The Ionians (/ˈniənz/; Greek: Ἴωνες, Íōnes, singular Ἴων, Íōn) were one of the four major tribes that the Greeks considered themselves to be divided into during the ancient period; the other three being the Dorians, Aeolians, and Achaeans.[2] The Ionian dialect was one of the three major linguistic divisions of the Hellenic world, together with the Dorian and Aeolian dialects.

When referring to populations, "Ionian" defines several groups in Classical Greece. In its narrowest sense, the term referred to the region of Ionia in Asia Minor. In a broader sense, it could be used to describe all speakers of the Ionic dialect, which in addition to those in Ionia proper also included the Greek populations of Euboea, the Cyclades, and many cities founded by Ionian colonists. Finally, in the broadest sense it could be used to describe all those who spoke languages of the East Greek group, which included Attic.

_EXTRACTED MATERIAL_
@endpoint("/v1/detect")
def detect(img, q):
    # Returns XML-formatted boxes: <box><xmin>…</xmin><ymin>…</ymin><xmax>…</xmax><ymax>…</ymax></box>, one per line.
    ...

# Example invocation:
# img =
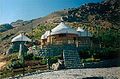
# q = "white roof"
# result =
<box><xmin>41</xmin><ymin>31</ymin><xmax>50</xmax><ymax>39</ymax></box>
<box><xmin>77</xmin><ymin>27</ymin><xmax>92</xmax><ymax>37</ymax></box>
<box><xmin>11</xmin><ymin>34</ymin><xmax>31</xmax><ymax>42</ymax></box>
<box><xmin>51</xmin><ymin>22</ymin><xmax>78</xmax><ymax>35</ymax></box>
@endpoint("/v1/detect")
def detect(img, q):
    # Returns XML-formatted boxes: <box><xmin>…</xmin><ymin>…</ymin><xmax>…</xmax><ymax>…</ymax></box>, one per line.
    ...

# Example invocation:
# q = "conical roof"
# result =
<box><xmin>77</xmin><ymin>27</ymin><xmax>92</xmax><ymax>37</ymax></box>
<box><xmin>11</xmin><ymin>34</ymin><xmax>31</xmax><ymax>42</ymax></box>
<box><xmin>51</xmin><ymin>22</ymin><xmax>78</xmax><ymax>35</ymax></box>
<box><xmin>41</xmin><ymin>31</ymin><xmax>50</xmax><ymax>39</ymax></box>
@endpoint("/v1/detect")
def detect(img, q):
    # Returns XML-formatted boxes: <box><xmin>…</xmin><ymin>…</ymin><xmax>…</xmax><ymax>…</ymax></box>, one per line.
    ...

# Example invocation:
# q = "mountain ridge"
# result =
<box><xmin>0</xmin><ymin>0</ymin><xmax>120</xmax><ymax>52</ymax></box>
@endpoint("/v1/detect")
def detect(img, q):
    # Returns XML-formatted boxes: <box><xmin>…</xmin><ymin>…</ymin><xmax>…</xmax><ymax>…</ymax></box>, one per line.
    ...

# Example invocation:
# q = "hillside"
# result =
<box><xmin>0</xmin><ymin>0</ymin><xmax>120</xmax><ymax>53</ymax></box>
<box><xmin>0</xmin><ymin>24</ymin><xmax>13</xmax><ymax>32</ymax></box>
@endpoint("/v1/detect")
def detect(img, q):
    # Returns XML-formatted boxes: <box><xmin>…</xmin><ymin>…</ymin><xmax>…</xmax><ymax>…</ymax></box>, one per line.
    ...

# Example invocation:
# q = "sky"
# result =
<box><xmin>0</xmin><ymin>0</ymin><xmax>101</xmax><ymax>24</ymax></box>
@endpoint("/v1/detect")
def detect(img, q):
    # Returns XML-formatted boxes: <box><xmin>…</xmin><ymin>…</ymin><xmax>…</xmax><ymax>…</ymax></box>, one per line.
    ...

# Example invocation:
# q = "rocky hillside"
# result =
<box><xmin>0</xmin><ymin>0</ymin><xmax>120</xmax><ymax>53</ymax></box>
<box><xmin>0</xmin><ymin>24</ymin><xmax>13</xmax><ymax>32</ymax></box>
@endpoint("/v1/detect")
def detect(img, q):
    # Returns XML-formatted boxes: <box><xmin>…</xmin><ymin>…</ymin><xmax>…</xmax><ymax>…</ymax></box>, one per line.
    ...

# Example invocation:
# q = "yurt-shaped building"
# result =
<box><xmin>11</xmin><ymin>33</ymin><xmax>32</xmax><ymax>52</ymax></box>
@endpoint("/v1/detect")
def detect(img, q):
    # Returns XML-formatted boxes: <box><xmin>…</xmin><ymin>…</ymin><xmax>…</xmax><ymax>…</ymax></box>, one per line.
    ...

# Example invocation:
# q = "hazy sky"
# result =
<box><xmin>0</xmin><ymin>0</ymin><xmax>101</xmax><ymax>24</ymax></box>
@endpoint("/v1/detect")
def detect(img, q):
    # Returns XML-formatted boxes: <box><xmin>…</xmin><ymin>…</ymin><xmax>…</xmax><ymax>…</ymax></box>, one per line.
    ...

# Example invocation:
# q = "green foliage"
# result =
<box><xmin>8</xmin><ymin>59</ymin><xmax>23</xmax><ymax>70</ymax></box>
<box><xmin>81</xmin><ymin>58</ymin><xmax>100</xmax><ymax>63</ymax></box>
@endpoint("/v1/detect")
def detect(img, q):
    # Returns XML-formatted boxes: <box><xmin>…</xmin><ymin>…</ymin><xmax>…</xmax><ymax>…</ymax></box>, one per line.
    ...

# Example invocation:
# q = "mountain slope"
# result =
<box><xmin>0</xmin><ymin>0</ymin><xmax>120</xmax><ymax>53</ymax></box>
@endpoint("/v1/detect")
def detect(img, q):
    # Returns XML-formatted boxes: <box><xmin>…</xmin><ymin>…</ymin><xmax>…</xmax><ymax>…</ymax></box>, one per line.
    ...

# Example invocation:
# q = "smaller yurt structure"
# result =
<box><xmin>6</xmin><ymin>33</ymin><xmax>31</xmax><ymax>54</ymax></box>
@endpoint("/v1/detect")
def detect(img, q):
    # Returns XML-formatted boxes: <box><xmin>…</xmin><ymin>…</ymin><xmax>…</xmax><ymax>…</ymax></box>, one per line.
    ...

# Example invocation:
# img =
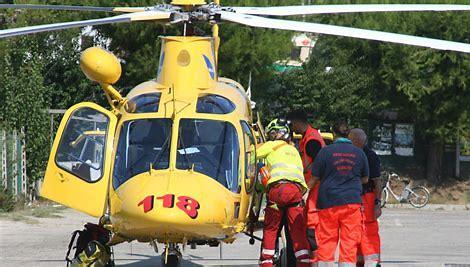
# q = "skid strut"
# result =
<box><xmin>162</xmin><ymin>243</ymin><xmax>183</xmax><ymax>267</ymax></box>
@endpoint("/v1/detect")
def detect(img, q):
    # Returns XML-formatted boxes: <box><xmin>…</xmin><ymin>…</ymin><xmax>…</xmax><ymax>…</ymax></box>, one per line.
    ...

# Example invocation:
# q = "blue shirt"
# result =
<box><xmin>312</xmin><ymin>138</ymin><xmax>369</xmax><ymax>209</ymax></box>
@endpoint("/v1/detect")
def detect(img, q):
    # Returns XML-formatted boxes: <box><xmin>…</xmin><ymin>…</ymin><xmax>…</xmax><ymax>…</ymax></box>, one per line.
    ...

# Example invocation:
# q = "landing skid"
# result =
<box><xmin>162</xmin><ymin>243</ymin><xmax>183</xmax><ymax>267</ymax></box>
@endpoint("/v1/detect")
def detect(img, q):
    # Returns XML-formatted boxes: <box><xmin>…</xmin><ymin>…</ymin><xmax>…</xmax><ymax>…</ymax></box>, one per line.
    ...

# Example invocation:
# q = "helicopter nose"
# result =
<box><xmin>112</xmin><ymin>171</ymin><xmax>240</xmax><ymax>241</ymax></box>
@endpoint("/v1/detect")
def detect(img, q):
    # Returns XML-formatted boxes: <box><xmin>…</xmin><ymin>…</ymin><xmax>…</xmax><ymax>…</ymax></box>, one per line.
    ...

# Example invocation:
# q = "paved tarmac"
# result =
<box><xmin>0</xmin><ymin>208</ymin><xmax>470</xmax><ymax>267</ymax></box>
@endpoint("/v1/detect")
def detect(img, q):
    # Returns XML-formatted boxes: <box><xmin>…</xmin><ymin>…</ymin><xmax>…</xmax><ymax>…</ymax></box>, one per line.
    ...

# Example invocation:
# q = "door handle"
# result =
<box><xmin>59</xmin><ymin>172</ymin><xmax>67</xmax><ymax>182</ymax></box>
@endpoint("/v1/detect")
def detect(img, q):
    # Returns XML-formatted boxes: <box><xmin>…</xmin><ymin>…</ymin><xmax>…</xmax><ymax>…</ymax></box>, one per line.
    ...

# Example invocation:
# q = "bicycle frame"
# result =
<box><xmin>384</xmin><ymin>173</ymin><xmax>413</xmax><ymax>202</ymax></box>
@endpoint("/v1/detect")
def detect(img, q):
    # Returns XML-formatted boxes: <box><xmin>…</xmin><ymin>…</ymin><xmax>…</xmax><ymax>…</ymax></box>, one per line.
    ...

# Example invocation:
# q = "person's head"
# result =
<box><xmin>348</xmin><ymin>128</ymin><xmax>367</xmax><ymax>148</ymax></box>
<box><xmin>287</xmin><ymin>110</ymin><xmax>308</xmax><ymax>134</ymax></box>
<box><xmin>266</xmin><ymin>119</ymin><xmax>290</xmax><ymax>141</ymax></box>
<box><xmin>332</xmin><ymin>120</ymin><xmax>349</xmax><ymax>139</ymax></box>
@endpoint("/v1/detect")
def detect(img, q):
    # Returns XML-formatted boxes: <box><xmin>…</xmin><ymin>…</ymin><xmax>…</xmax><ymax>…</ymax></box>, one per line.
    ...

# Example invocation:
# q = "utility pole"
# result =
<box><xmin>455</xmin><ymin>134</ymin><xmax>460</xmax><ymax>178</ymax></box>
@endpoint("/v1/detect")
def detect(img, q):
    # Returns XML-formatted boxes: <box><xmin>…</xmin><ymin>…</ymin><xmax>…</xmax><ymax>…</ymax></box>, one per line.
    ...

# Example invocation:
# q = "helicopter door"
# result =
<box><xmin>41</xmin><ymin>103</ymin><xmax>117</xmax><ymax>217</ymax></box>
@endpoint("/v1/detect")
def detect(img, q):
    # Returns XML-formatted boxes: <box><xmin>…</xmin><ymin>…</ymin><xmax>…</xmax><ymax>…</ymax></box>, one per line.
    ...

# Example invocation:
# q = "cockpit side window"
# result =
<box><xmin>113</xmin><ymin>119</ymin><xmax>172</xmax><ymax>189</ymax></box>
<box><xmin>196</xmin><ymin>94</ymin><xmax>236</xmax><ymax>114</ymax></box>
<box><xmin>176</xmin><ymin>119</ymin><xmax>241</xmax><ymax>193</ymax></box>
<box><xmin>241</xmin><ymin>121</ymin><xmax>257</xmax><ymax>193</ymax></box>
<box><xmin>126</xmin><ymin>93</ymin><xmax>161</xmax><ymax>113</ymax></box>
<box><xmin>55</xmin><ymin>108</ymin><xmax>109</xmax><ymax>183</ymax></box>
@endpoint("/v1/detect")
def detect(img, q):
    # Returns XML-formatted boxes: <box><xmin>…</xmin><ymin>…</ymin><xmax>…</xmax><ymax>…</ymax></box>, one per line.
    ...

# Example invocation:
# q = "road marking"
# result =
<box><xmin>393</xmin><ymin>218</ymin><xmax>403</xmax><ymax>227</ymax></box>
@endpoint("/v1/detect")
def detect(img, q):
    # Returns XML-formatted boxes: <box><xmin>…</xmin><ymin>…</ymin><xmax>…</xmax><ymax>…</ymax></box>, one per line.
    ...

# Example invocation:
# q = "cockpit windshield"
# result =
<box><xmin>176</xmin><ymin>119</ymin><xmax>240</xmax><ymax>192</ymax></box>
<box><xmin>113</xmin><ymin>119</ymin><xmax>172</xmax><ymax>188</ymax></box>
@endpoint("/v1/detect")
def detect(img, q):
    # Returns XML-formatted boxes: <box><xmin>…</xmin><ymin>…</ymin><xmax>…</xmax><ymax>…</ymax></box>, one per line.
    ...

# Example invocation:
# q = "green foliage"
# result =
<box><xmin>0</xmin><ymin>186</ymin><xmax>16</xmax><ymax>212</ymax></box>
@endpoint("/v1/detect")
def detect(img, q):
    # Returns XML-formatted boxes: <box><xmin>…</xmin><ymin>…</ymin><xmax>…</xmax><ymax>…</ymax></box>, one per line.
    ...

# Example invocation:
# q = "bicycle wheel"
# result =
<box><xmin>408</xmin><ymin>186</ymin><xmax>429</xmax><ymax>208</ymax></box>
<box><xmin>380</xmin><ymin>188</ymin><xmax>388</xmax><ymax>208</ymax></box>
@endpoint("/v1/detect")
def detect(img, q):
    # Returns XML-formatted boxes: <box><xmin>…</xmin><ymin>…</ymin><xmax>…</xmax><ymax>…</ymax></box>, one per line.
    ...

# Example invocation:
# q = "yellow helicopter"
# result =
<box><xmin>0</xmin><ymin>0</ymin><xmax>470</xmax><ymax>266</ymax></box>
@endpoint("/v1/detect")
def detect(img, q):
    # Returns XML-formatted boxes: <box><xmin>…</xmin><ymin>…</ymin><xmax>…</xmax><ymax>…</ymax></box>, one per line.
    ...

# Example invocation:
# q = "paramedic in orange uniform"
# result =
<box><xmin>287</xmin><ymin>110</ymin><xmax>325</xmax><ymax>256</ymax></box>
<box><xmin>349</xmin><ymin>129</ymin><xmax>382</xmax><ymax>267</ymax></box>
<box><xmin>308</xmin><ymin>122</ymin><xmax>369</xmax><ymax>267</ymax></box>
<box><xmin>256</xmin><ymin>119</ymin><xmax>310</xmax><ymax>267</ymax></box>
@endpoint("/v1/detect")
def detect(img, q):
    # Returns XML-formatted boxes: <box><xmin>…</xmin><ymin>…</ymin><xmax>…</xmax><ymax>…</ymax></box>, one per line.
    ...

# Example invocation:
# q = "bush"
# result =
<box><xmin>0</xmin><ymin>186</ymin><xmax>16</xmax><ymax>212</ymax></box>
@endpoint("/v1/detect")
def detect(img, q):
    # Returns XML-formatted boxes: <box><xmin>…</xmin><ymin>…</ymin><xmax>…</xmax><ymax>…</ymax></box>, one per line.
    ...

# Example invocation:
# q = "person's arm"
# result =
<box><xmin>256</xmin><ymin>141</ymin><xmax>275</xmax><ymax>159</ymax></box>
<box><xmin>307</xmin><ymin>150</ymin><xmax>325</xmax><ymax>189</ymax></box>
<box><xmin>361</xmin><ymin>151</ymin><xmax>369</xmax><ymax>184</ymax></box>
<box><xmin>307</xmin><ymin>176</ymin><xmax>320</xmax><ymax>189</ymax></box>
<box><xmin>369</xmin><ymin>153</ymin><xmax>382</xmax><ymax>200</ymax></box>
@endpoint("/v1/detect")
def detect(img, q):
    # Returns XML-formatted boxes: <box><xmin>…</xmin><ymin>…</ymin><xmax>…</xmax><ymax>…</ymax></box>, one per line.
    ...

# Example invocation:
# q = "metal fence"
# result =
<box><xmin>0</xmin><ymin>129</ymin><xmax>31</xmax><ymax>200</ymax></box>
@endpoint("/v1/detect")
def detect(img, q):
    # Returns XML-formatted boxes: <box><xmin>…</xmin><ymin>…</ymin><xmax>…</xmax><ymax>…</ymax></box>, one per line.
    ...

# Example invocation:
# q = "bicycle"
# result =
<box><xmin>381</xmin><ymin>172</ymin><xmax>430</xmax><ymax>208</ymax></box>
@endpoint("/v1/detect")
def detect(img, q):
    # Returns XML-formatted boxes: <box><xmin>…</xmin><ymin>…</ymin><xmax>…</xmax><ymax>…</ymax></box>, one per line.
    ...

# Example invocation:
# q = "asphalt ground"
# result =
<box><xmin>0</xmin><ymin>208</ymin><xmax>470</xmax><ymax>267</ymax></box>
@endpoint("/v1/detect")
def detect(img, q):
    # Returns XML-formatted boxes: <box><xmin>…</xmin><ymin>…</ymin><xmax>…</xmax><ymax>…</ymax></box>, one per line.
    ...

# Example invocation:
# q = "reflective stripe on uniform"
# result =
<box><xmin>364</xmin><ymin>261</ymin><xmax>379</xmax><ymax>267</ymax></box>
<box><xmin>261</xmin><ymin>248</ymin><xmax>276</xmax><ymax>256</ymax></box>
<box><xmin>294</xmin><ymin>249</ymin><xmax>309</xmax><ymax>258</ymax></box>
<box><xmin>364</xmin><ymin>254</ymin><xmax>380</xmax><ymax>261</ymax></box>
<box><xmin>271</xmin><ymin>163</ymin><xmax>304</xmax><ymax>172</ymax></box>
<box><xmin>318</xmin><ymin>261</ymin><xmax>335</xmax><ymax>267</ymax></box>
<box><xmin>271</xmin><ymin>171</ymin><xmax>305</xmax><ymax>181</ymax></box>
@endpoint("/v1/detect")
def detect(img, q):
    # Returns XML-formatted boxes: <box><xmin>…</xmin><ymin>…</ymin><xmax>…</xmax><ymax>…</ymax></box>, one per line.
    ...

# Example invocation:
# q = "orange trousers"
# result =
<box><xmin>260</xmin><ymin>183</ymin><xmax>310</xmax><ymax>267</ymax></box>
<box><xmin>357</xmin><ymin>192</ymin><xmax>380</xmax><ymax>266</ymax></box>
<box><xmin>316</xmin><ymin>204</ymin><xmax>363</xmax><ymax>266</ymax></box>
<box><xmin>305</xmin><ymin>183</ymin><xmax>320</xmax><ymax>229</ymax></box>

_EXERCISE PROMPT_
In the passage on the Ionians, switch "ancient period" to "archaic period" and write out the part that begins at the words "The Ionians (/ˈniənz/;" and stops after "and Aeolian dialects.". The data after the passage on the Ionians is separate material.

_EXPECTED ANSWER_
The Ionians (/ˈniənz/; Greek: Ἴωνες, Íōnes, singular Ἴων, Íōn) were one of the four major tribes that the Greeks considered themselves to be divided into during the archaic period; the other three being the Dorians, Aeolians, and Achaeans.[2] The Ionian dialect was one of the three major linguistic divisions of the Hellenic world, together with the Dorian and Aeolian dialects.